Does Your Child Have a Mortgage?
Touch wood – my kids don’t own a boat. Or a house. Or have a credit card with a bulging debt.
But would you be shocked if I told you that there are three year olds with lines of credit and seven year olds with million dollar mortgages?
I was horrified. And no, it isn’t tiger parenting! It is identity theft at its worst – cybercriminals who intentionally target children and steal their social security numbers (like Australians’ Medicare numbers), birth dates and other unique identifying information.
A US study conducted by Carnegie Mellon CyLab found that 10 per cent of the 43,000 children they studied through background checks had their identity details stolen. The stolen identity details were most commonly used to get a job, avoid bad credit ratings or commit financial fraud.
And the worst part of this unhappy story is that it is sometimes not until these children reach adulthood that they realise they have been a victim. To reach 18 and discover you “own” a Ferrari (that you can’t drive!) and have a bad credit rating plus a history of defaulted loans is definitely not an ideal way to start your adult life. Not only could this affect their ability to find a place to live, but also become employed or even get a mobile phone.

→ **Data records**
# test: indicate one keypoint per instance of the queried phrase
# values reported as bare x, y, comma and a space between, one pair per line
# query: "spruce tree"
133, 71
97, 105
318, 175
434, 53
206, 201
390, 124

→ **Work task 1**
In the article on child identity theft, what share of the 43,000 children in the Carnegie Mellon CyLab study had their identity details stolen?
→ **Work task 2**
Reproduce the part of the article on child identity theft starting at "But would you" and ending at "commit financial fraud.".
→ **Work task 3**
Resume the article on child identity theft from where it stops.

→ **Task result 1**
10 per cent

→ **Task result 2**
But would you be shocked if I told you that there are three year olds with lines of credit and seven year olds with million dollar mortgages?
I was horrified. And no, it isn’t tiger parenting! It is identity theft at its worst – cybercriminals who intentionally target children and steal their social security numbers (like Australians’ Medicare numbers), birth dates and other unique identifying information.
A US study conducted by Carnegie Mellon CyLab found that 10 per cent of the 43,000 children they studied through background checks had their identity details stolen. The stolen identity details were most commonly used to get a job, avoid bad credit ratings or commit financial fraud.

→ **Task result 3**
So, what can we do to make sure our kids are safe from identity theft?
- Parents should protect their children’s unique identifying information including Medicare numbers and birth dates as they do their own.
- Tweens and teens need to be educated about cyber security and the need to protect their unique identifying information – particularly when using Facebook. Remind them not to share their personal information such as their birthday, address or the school they attend and to have their privacy settings turned on. And, most importantly, make sure they genuinely know all their friends – cybercriminals are renowned for creating fake Facebook profiles.
- Parents should regularly go on the Internet and check their children’s online presence.
So, before we meet again – do a little detective work and assess whether your kids might be at risk.